**Page:**
>> start

An inspired coupling
from Arco Diva.
The Pfitzner is an
impressive work. Its first movement
is highly expressive and includes some
distinctly Schoenbergian gestures; try
around 4'40. The young Wihan Quartet
employs exquisite shading during the
course of the music's expressive wanderings.
The music tapers to nothing before the
energetic Scherzo ('Sehr Schnell') bursts
upon the scene. The Wihan play this
beautifully, the music shifting unpredictably.
Perhaps the ostinati could be more frenetic
- there should be a late-Beethovenian
edge here - but the cheeky end almost
compensates.
The slow movement ('Langsam,
ausdruckvoll') includes moments of rare
repose, blessed with cantabile lines
dispatched with real tendresse by the
players. This is truly interior music
that threatens to run and run, so it
comes as something of a surprise that
the third movement's timing is only
6'20. A strummed accompaniment to a
soloist's melody comes as a nice textural
touch before the emotionally wide-ranging
finale comes into play.

>> end

**Instructions for the task:**
Write out, word for word, the passage of the Pfitzner review from "The music tapers" to "music shifting unpredictably.". Work only from the review above.

**Records:**

>> start

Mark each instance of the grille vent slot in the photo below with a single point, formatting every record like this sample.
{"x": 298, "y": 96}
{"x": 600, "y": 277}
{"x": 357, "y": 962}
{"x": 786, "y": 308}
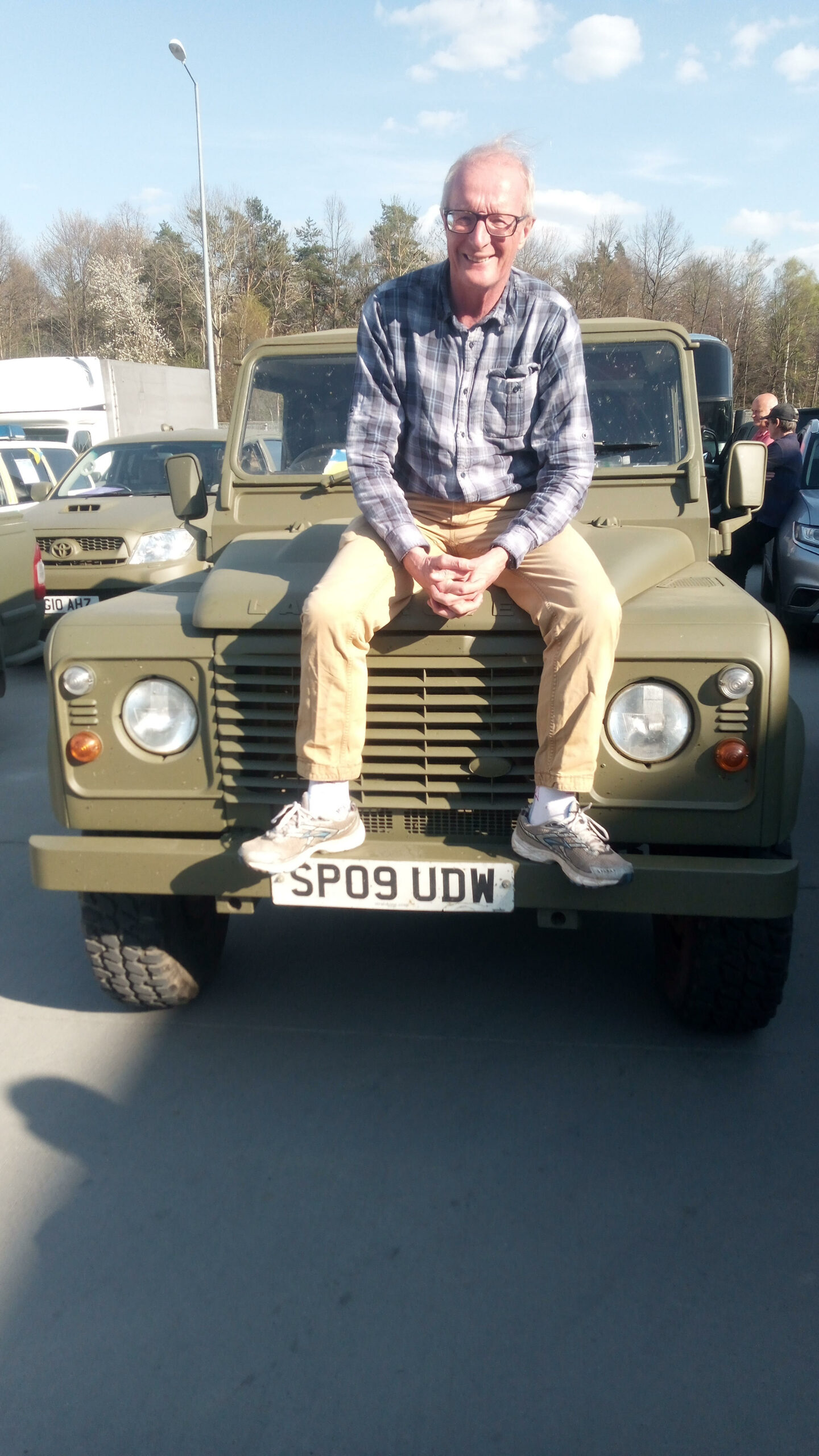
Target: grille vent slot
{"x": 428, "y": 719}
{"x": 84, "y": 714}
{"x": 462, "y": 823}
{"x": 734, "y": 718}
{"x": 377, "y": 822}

>> end
>> start

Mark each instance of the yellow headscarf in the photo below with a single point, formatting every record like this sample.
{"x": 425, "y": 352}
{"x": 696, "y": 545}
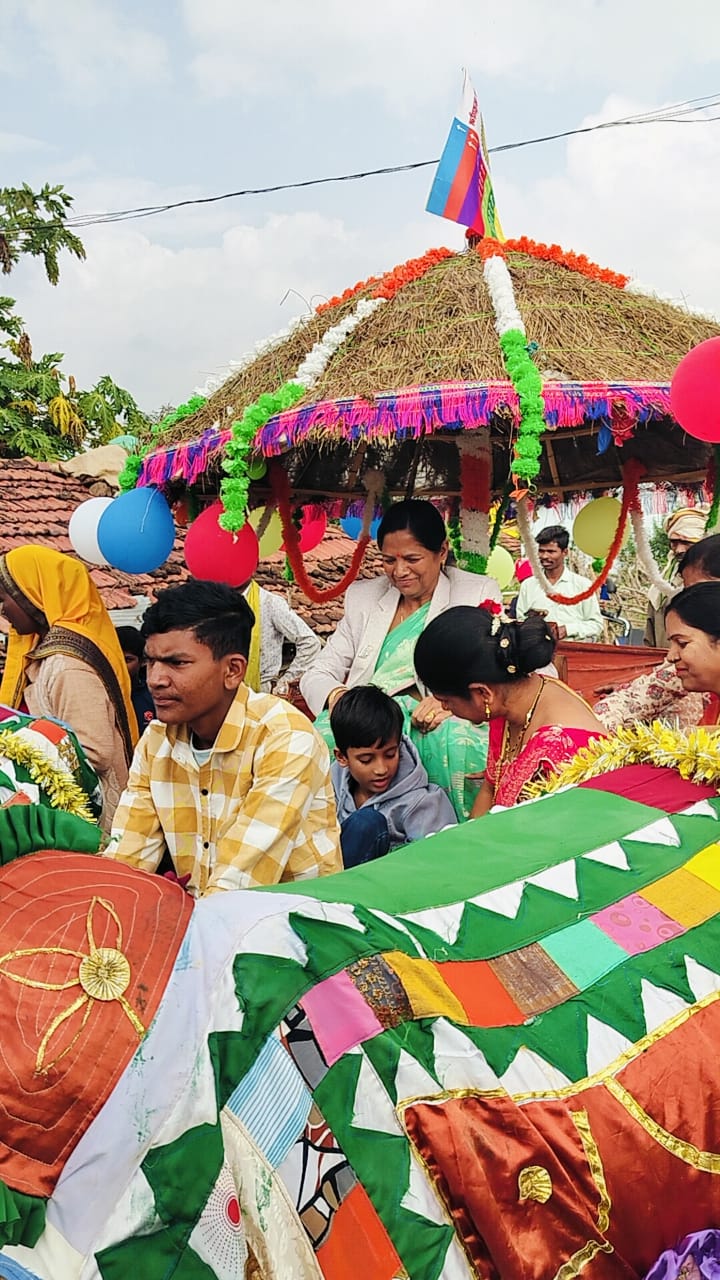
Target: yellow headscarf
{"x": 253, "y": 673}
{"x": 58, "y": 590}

>> end

**Response to the exercise:**
The music tapers to nothing before the
energetic Scherzo ('Sehr Schnell') bursts
upon the scene. The Wihan play this
beautifully, the music shifting unpredictably.